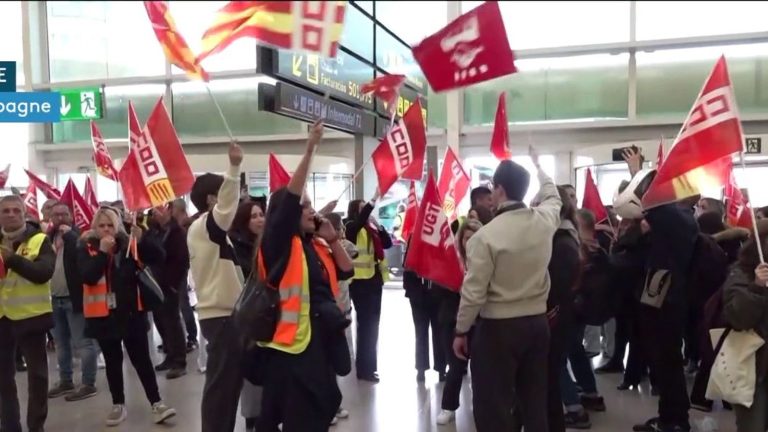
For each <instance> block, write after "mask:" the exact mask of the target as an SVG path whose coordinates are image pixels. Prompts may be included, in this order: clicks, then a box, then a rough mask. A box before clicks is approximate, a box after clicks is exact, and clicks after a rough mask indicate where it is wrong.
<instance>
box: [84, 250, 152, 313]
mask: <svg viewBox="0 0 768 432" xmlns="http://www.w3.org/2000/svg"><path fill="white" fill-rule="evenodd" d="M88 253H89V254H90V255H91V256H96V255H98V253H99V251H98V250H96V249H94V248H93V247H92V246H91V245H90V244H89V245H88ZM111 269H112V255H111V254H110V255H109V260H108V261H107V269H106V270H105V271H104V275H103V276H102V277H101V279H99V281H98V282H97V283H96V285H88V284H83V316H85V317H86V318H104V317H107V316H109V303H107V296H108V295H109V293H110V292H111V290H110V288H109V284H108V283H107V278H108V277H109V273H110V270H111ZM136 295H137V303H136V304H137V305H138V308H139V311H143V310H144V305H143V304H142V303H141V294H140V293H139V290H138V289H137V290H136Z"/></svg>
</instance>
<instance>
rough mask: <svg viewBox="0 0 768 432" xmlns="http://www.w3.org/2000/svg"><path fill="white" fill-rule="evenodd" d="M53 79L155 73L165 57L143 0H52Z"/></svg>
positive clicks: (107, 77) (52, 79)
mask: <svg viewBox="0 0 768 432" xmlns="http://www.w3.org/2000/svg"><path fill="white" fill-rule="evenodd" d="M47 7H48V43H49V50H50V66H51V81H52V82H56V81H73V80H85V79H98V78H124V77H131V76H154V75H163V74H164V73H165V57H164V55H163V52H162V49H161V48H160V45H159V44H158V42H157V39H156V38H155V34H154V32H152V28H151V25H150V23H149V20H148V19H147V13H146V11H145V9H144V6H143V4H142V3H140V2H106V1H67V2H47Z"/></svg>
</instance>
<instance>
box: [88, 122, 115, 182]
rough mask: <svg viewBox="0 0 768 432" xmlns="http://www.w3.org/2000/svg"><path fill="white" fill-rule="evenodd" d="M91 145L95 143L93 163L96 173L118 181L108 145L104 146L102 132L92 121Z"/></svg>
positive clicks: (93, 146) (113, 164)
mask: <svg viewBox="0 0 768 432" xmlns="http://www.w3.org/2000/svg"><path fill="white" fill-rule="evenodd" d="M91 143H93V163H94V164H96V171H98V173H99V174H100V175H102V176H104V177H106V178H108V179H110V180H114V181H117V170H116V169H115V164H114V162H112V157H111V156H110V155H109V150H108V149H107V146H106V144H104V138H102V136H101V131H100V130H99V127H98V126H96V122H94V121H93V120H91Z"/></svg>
---
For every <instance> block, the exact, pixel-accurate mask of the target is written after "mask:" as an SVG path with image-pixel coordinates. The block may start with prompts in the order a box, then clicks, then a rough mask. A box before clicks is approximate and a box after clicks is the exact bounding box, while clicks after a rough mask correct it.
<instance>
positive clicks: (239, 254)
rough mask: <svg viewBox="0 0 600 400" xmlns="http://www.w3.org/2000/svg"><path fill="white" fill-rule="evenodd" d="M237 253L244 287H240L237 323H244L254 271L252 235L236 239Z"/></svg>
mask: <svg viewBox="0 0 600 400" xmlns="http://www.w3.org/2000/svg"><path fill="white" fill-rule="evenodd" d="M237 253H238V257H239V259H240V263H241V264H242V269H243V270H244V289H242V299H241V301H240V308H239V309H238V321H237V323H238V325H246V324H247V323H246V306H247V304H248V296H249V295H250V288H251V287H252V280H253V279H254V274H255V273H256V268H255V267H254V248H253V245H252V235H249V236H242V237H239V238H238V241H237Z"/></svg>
--
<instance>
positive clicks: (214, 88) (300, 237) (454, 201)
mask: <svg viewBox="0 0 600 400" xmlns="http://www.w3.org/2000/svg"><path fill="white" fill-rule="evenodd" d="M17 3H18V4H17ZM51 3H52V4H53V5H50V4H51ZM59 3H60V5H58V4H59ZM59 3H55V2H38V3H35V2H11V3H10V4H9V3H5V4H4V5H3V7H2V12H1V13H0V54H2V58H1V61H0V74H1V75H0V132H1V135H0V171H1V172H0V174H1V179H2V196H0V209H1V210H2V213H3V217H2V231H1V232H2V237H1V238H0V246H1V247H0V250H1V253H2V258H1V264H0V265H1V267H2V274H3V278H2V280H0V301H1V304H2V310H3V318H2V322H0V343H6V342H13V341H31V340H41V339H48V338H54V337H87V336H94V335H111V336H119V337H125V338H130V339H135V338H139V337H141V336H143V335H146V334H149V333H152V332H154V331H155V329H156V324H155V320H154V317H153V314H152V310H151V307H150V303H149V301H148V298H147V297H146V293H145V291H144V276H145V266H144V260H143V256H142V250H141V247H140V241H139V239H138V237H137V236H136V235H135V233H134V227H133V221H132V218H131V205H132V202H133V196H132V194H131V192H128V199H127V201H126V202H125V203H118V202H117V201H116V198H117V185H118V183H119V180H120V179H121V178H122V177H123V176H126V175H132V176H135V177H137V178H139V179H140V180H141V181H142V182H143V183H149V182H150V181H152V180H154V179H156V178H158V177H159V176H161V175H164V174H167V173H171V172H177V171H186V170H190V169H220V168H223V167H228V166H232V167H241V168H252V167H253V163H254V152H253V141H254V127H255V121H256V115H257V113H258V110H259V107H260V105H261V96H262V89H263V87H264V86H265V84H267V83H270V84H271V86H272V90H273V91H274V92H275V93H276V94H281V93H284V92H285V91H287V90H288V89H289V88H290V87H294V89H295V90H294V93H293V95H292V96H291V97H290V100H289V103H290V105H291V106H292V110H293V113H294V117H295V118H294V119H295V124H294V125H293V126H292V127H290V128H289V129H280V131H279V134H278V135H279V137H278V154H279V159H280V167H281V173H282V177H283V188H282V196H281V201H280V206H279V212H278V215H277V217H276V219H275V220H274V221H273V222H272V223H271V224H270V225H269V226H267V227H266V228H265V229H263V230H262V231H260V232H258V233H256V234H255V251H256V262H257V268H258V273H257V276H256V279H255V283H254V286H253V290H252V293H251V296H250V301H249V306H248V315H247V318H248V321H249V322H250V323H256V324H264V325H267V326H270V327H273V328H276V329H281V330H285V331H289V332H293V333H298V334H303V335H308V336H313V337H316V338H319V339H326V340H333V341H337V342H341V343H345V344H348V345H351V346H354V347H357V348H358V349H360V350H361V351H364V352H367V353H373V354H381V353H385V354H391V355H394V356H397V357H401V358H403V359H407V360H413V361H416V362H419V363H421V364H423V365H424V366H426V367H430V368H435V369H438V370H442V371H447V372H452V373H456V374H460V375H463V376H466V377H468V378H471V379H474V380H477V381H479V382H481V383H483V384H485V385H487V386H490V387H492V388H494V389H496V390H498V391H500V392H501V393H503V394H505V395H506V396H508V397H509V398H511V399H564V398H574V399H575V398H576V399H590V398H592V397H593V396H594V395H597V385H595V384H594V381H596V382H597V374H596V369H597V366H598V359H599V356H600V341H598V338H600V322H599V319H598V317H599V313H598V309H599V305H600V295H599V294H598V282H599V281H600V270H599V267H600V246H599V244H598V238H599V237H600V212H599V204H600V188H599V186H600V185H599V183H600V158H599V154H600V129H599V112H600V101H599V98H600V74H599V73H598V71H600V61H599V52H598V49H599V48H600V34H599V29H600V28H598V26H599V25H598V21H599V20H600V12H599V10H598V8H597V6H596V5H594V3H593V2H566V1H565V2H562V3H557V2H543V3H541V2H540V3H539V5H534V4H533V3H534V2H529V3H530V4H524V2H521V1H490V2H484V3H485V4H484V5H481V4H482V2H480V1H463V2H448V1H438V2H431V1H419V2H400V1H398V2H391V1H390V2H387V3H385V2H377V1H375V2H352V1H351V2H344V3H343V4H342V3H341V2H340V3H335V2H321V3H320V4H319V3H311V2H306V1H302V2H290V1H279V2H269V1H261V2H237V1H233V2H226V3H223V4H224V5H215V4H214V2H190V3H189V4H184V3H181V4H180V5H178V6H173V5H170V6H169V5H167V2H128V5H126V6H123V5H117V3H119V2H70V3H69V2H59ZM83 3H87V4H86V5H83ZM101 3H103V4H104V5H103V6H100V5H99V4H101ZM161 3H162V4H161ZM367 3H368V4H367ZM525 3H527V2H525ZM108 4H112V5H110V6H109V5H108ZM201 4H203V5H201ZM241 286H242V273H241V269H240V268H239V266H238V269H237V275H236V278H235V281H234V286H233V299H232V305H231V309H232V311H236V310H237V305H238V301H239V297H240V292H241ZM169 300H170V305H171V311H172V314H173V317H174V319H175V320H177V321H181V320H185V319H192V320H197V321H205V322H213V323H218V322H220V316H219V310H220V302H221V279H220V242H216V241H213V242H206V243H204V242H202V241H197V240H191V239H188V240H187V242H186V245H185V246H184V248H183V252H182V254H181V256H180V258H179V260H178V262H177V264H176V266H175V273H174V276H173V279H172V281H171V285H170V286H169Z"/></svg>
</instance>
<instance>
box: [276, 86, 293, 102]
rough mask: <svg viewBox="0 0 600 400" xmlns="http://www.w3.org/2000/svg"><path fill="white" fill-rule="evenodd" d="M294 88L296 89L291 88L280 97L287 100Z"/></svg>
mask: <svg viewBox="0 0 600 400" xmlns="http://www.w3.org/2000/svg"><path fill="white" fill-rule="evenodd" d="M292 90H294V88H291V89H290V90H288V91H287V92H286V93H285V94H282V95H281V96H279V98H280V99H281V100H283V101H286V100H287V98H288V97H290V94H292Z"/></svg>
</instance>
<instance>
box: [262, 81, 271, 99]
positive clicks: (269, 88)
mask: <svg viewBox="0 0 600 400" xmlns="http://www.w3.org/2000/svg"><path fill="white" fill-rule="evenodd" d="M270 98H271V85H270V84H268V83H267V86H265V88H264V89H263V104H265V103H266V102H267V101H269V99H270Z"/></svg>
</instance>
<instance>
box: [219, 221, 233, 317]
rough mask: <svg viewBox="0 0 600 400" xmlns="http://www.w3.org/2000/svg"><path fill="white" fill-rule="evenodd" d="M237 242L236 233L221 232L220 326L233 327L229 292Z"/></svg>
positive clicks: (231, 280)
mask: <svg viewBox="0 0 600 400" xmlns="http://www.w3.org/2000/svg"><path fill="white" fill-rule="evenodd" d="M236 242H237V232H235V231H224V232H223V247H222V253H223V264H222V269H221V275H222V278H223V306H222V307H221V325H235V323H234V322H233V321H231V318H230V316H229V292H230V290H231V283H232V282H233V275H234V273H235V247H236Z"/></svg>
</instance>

**Directions for this task**: Copy the records word for word, starting at the line with "For each <instance>" and ending with the line with "box: [84, 250, 152, 313]", both of those lines included.

**Exercise output**:
For each <instance> block, write after "mask:" the exact mask of the target as an SVG path whose coordinates are image pixels. Prompts may be included, in this order: clicks, then a box, then a rough mask. A box before clicks is approximate, a box after clicks is exact, and clicks after a rough mask indicate where it is wrong.
<instance>
box: [84, 250, 152, 313]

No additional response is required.